• [EXERCISE PROMPT]:
In the entries below, spot each line with the word "behind" and copy it.

:::

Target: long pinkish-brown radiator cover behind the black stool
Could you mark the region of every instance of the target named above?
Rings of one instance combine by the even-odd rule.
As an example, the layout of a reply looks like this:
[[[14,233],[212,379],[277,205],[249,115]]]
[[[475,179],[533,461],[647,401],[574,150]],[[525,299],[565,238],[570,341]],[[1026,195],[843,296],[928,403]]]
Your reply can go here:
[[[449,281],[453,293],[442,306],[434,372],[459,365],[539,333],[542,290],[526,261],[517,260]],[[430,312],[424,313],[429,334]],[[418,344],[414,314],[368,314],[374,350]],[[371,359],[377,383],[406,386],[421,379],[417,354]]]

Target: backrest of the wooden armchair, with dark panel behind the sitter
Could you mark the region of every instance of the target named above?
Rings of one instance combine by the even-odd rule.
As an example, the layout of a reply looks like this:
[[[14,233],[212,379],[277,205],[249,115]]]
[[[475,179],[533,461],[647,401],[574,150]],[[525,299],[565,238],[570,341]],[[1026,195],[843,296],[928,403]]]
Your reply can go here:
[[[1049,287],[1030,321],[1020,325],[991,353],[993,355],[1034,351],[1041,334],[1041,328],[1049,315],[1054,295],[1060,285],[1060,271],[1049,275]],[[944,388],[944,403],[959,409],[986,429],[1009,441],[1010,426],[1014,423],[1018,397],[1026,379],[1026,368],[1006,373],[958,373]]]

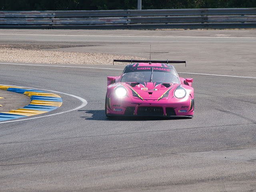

:::

• [ANSWER SECTION]:
Target: long pinkish-brown radiator cover behind the black stool
Target: backrest of the wooden armchair, with dark panel behind the sitter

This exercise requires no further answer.